### Testo di lettura:
------

Questa è la definizione che più mi soddisfa dell'antropologia, scritta quando ancora ufficialmente questa scienza sociale non esisteva ancora.
Trovo sempre difficile e fastidioso rispondere alla domanda "cosa fai nella vita" ... e non so per quale motivo ho dedicato questi giorni alla ricerca di una risposta valida ...
non credo di averla trovata ancora cmq, una definizione imparata a memoria perde tutto il suo significato originario ... e in ogni caso non la imparerò nemmeno a memoria.
Voglio dire, ci sono dei momenti in cui ho terribilmente bisogno di posizionarmi, di sapere dove sono, che sto facendo, perchè tutto questo. E mi è difficile farlo relazionandomi a ciò che studio, perchè l'antropologia mi è sempre sembrata un caos, un insieme di cose molto diverse tra di loro, un modo per raggruppare pensieri, idee ... che per trovano già per conto loro una connotazione specifica.
Secondo me l'antropologia  accoglie tutte queste definizioni, studi , idee, ricerche ... e "semplicemente" le inserisce in un discorso più globale, per arrivare a capire l'uomo nelle sue differenze, storiche, spaziali e cuturali.
Mi porterà da qualche parte tutto questo? Sicuramente ... ma ora non ne ho la più pallida idea... ed è questo fatto che paradossalmente mi fa stare bene.... inventarsi il proprio futuro.
Ecco, pensieri paradossalmente opposti a quelli scritti qualche riga prima ... l'essenziale rimane quindi saper far fronte alle crisi mistiche che prendono senza preavviso...

domenica 17 ottobre 2010

tela, lana e seta.

domenica mattina di metà ottobre,
ancora una volta m verrebbe da parlare del tempo, perchè siamo in un periodo dell'anno in cui tutto è instabile, in cui non si capisce come bisogna uscire di casa vestiti, se si possono ancora azzardare i pantaloni di tela o se non si esagera con gli stivali e la sciarpa di lana... non è che siano problemi esistenziali, certo. ma è anche divertente, rende lo spettacolo della gente che si incontra vario e interessante..
sono appena uscita di casa per farmi una passeggiata...cosa che faccio sovente appena sveglia, soprattutto quando non so bene se ri-uscirò ancora durante la giornata.. mi serve per prendere aria, per svegliarmi, per ricordarmi in che posto magnifico vivo .. per pensare ... e anche per vedere che tempo e temperatura fa.
abito nel centro di barcelona, di fronte a casa batlò, quella di Gaudì.
bene, scendere le scale e capire che si è in spagna non è così immediato. si possono sentir parlare tutte le lingue immaginabili, vedere appunto svedesi in pantaloncini corti, o greci con il cappotto, americani con il bicchiere di sturbucks, italiani con la cartina aperta che urlano per mettersi d'accordo sulla direzione da prendere.
ci sono gruppi di giovani giovani in via di ripresa dal sabado noche catalano, gruppi di amiche sulla quarantina in fuga dalla quotidianità e alla ricerca del tutto è concesso, famiglie allegre che riscoprono gli affetti grazie ad una camera di albergo e niente piatti da lavare dopo cena.

------

### Dati forniti:
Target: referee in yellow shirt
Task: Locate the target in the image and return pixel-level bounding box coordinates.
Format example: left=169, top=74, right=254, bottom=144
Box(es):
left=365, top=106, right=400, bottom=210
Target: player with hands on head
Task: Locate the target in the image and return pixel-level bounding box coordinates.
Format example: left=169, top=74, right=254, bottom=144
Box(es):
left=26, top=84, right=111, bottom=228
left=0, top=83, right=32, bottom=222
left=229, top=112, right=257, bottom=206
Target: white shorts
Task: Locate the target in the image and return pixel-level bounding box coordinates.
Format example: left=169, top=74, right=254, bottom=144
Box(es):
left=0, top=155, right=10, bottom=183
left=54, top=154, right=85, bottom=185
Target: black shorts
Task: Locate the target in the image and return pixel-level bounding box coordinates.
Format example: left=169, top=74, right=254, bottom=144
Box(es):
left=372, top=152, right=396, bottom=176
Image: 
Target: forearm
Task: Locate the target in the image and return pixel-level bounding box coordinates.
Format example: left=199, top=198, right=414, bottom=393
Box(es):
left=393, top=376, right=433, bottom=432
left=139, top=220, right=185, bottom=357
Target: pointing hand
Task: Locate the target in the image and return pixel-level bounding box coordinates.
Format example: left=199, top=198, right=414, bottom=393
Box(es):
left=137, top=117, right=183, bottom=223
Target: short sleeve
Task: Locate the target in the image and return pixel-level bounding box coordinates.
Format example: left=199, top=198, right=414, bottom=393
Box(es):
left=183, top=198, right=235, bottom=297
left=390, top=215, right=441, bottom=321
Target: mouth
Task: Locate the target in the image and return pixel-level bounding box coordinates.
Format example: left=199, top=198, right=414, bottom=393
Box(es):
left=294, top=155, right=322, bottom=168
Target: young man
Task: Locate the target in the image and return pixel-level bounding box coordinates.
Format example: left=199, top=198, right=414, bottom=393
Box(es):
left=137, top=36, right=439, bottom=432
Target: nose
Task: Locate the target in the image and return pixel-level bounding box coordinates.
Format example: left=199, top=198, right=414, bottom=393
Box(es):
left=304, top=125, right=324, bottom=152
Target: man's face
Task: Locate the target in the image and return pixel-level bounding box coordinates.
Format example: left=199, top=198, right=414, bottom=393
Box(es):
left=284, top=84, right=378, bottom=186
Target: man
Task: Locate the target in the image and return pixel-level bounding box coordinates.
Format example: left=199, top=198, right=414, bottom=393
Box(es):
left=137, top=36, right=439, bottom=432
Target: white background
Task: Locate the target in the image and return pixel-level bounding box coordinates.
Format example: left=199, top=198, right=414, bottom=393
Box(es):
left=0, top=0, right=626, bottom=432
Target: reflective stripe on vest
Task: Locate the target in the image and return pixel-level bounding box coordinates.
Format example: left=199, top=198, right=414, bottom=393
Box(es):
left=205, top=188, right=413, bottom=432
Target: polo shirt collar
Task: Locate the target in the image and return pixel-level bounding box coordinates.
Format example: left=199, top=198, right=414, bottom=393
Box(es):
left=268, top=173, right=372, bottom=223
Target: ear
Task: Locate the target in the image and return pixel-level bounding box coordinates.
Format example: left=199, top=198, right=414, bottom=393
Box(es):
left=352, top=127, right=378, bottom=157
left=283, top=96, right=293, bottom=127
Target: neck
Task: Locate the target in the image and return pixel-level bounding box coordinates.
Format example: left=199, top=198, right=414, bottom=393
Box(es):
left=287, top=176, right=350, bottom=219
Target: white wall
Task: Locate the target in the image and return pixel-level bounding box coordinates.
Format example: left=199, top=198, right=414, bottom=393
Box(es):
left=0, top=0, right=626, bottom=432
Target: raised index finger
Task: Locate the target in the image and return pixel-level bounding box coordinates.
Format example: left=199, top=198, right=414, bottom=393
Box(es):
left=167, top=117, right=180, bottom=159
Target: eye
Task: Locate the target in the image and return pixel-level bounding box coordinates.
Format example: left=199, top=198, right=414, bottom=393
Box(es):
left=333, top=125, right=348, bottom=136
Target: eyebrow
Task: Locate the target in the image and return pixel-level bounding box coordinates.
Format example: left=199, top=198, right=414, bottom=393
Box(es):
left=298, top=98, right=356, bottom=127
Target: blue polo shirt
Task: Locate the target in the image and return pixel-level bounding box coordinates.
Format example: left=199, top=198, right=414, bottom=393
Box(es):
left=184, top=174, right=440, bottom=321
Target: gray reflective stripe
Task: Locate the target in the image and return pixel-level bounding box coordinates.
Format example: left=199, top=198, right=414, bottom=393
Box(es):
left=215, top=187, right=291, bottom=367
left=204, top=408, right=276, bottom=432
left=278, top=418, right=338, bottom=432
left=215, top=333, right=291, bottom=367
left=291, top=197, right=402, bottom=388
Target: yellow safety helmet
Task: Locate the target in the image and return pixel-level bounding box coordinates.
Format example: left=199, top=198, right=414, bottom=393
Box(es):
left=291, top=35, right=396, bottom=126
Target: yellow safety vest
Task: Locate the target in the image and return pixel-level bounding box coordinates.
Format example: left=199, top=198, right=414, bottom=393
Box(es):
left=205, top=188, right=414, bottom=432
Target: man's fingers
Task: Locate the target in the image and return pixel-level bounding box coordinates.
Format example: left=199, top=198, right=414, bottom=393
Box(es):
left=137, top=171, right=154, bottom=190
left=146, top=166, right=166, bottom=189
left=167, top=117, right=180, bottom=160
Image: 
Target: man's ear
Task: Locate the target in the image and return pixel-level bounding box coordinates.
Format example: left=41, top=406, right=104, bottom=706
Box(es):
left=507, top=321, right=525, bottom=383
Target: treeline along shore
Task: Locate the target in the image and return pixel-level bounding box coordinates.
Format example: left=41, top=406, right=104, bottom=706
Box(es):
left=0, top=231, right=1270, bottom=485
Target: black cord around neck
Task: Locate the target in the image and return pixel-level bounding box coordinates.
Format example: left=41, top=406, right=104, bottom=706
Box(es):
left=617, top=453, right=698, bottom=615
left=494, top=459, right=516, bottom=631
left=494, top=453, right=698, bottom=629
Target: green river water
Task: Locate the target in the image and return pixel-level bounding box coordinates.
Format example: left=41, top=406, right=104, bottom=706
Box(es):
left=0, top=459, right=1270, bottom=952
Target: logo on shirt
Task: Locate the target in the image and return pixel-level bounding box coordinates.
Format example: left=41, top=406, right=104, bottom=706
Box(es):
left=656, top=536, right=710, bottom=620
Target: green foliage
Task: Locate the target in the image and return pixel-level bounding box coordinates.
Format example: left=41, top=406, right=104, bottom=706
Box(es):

------

### Consegna 1:
Indica se ciascuna affermazione concorda con il testo di lettura. Rispondi sì o no e cita fra virgolette le parole del testo che lo stabiliscono.
(a) Chi scrive abita nel centro di Barcellona, davanti a Casa Batlló.
(b) Chi scrive intende imparare a memoria una definizione di antropologia.
(c) La passeggiata descritta si svolge di domenica pomeriggio.
### Consegna 2:
Scrivi il seguito del testo di lettura sull'antropologia e sulla passeggiata per Barcellona, partendo dopo l'ultima frase riportata.
Le righe dei dati forniti provengono da un'altra fonte.

### Risposta scritta 1:
(a) Sì: "abito nel centro di barcelona, di fronte a casa batlò, quella di Gaudì."
(b) No: "e in ogni caso non la imparerò nemmeno a memoria."
(c) No: "domenica mattina di metà ottobre"

### Risposta scritta 2:
gli alberi cambiano, gli alberi da qualche giorno qui a barcelona sono diventati più rossicci, a parte le palme, e di conseguenza anche i colori degli abiti indossati dalla gente sembrano inseguire il pandan... marroncino, bordeaux, nero, arancione... i colori del'autunno. insomma. colori a cui associo castagne, caminetto, campagna, famiglia, cioccolata calda. e tutto questo con domenica mattina, be, mi mette malinconia ecco.

sì, forse è questo il sentimento che provo in questa domenica mattina. in più ho dei dolori allora stomaco, colpa dei giorni precedenti sicuramente. giorni pazzi, giorni fuori dalla norma, in sostanza giorni passati con quegli strani elementi dei miei ex coinquilini di casa fiorano. raccontarli diventerebbe un problema per quanto riguarda la ricostruzione cronologica dei flash che ho immagazzinato nella mia testa...
ma posso accennare a quel bar in gracia, così affollato, così intensamente impregnato del fumo delle sigarette accese ... ma che serviva vasi di birra a 2 euro con tapas inclusa.. e che tapas .. così dai che bevi per poter mangiare subito dopo ... io , noi, con iolanthe l'australiana e sandi lo sloveno. poi ristorante italiano, per non farsi riconoscere neanche a barcelona. e via di aperitivo a buffet .. e negroni. ( che contiene già nella parola in sé la coniugazione al plurale, maledetto).
risate, discorsi , ritrovarsi seduti in cerchio in placa catalunya con cerveza e samosa che arrivano esattamente quando li vorresti ... il freddo che dopo un po' ha la meglio e collabora con la stanchezza per ritrovare il letto.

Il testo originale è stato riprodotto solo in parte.